Copy out the Alaska Supreme Court opinion heading below in full, word for word and with the same punctuation.

● **GIVEN TEXT**
┌────────

THE SUPREME COURT OF THE STATE OF ALASKA


September 3, 2010

FRED V. ANGLETON, ROBERT FULTON, AND ROBERT SUMMERS, INDIVIDUALLY AND FOR THE USE AND BENEFIT OF THE MOST WORSHIPFUL GRAND LODGE OF ALASKA, F.&A.M., INC., APPELLANTS,
v.
STEPHEN L. COX AND LESLIE R. LITTLE, APPELLEES.

Supreme Court No. S-12896 Superior Court No. 3SW-04-85 CI Appeal from the Superior Court of the State of Alaska, Third Judicial District, Seward, Sharon Gleason, Judge.

The opinion of the court was delivered by: Carpeneti, Justice.

Notice: This opinion is subject to correction before publication in the PACIFIC REPORTER. Readers are requested to bring errors to the attention of the Clerk of the Appellate Courts, 303 K Street, Anchorage, Alaska 99501, phone (907) 264-0608, fax (907) 264-0878, e-mail corrections@appellate.courts.state.ak.us.

└────────

● **COLLECTED MATERIAL**

┌────────

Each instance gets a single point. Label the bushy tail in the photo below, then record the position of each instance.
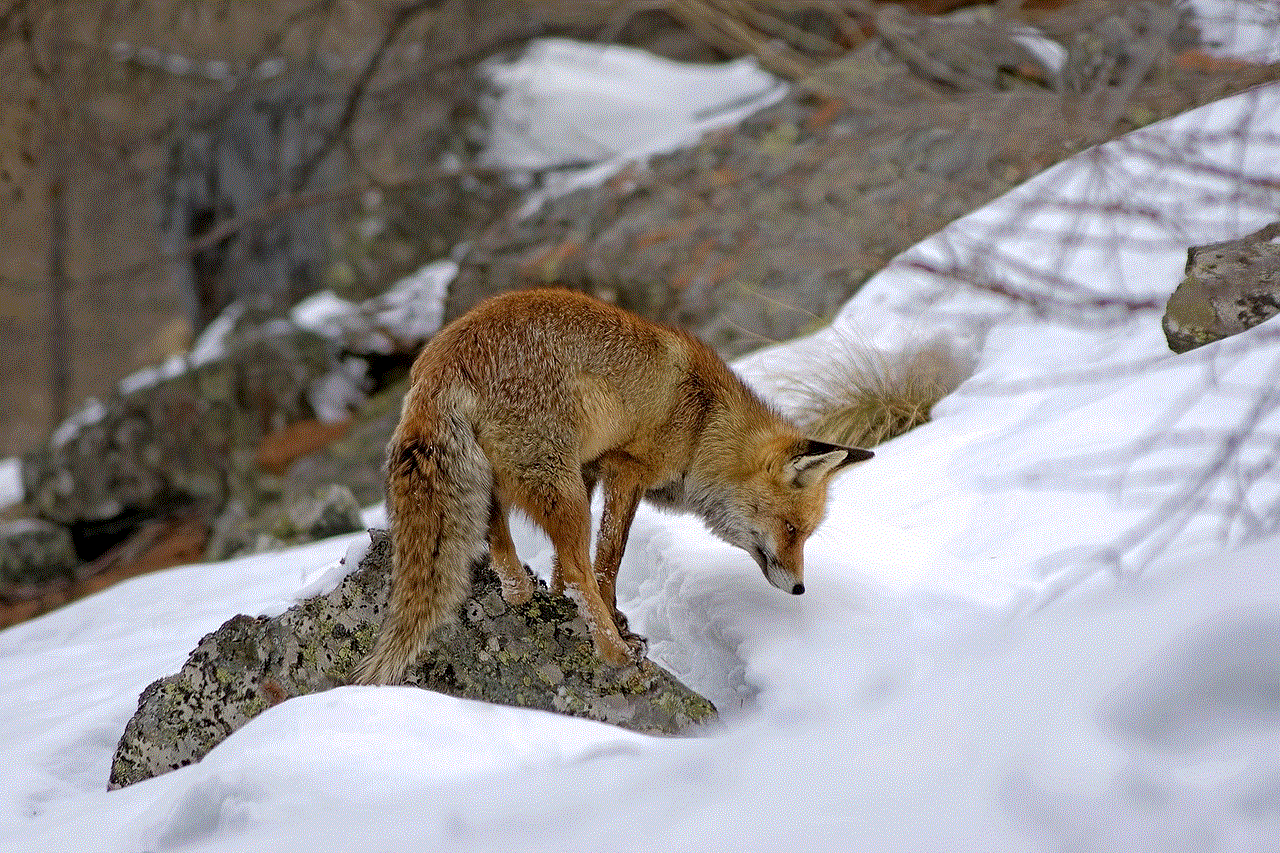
(438, 486)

└────────

● **THE RESPONSE**
THE SUPREME COURT OF THE STATE OF ALASKA


September 3, 2010

FRED V. ANGLETON, ROBERT FULTON, AND ROBERT SUMMERS, INDIVIDUALLY AND FOR THE USE AND BENEFIT OF THE MOST WORSHIPFUL GRAND LODGE OF ALASKA, F.&A.M., INC., APPELLANTS,
v.
STEPHEN L. COX AND LESLIE R. LITTLE, APPELLEES.

Supreme Court No. S-12896 Superior Court No. 3SW-04-85 CI Appeal from the Superior Court of the State of Alaska, Third Judicial District, Seward, Sharon Gleason, Judge.

The opinion of the court was delivered by: Carpeneti, Justice.

Notice: This opinion is subject to correction before publication in the PACIFIC REPORTER. Readers are requested to bring errors to the attention of the Clerk of the Appellate Courts, 303 K Street, Anchorage, Alaska 99501, phone (907) 264-0608, fax (907) 264-0878, e-mail corrections@appellate.courts.state.ak.us.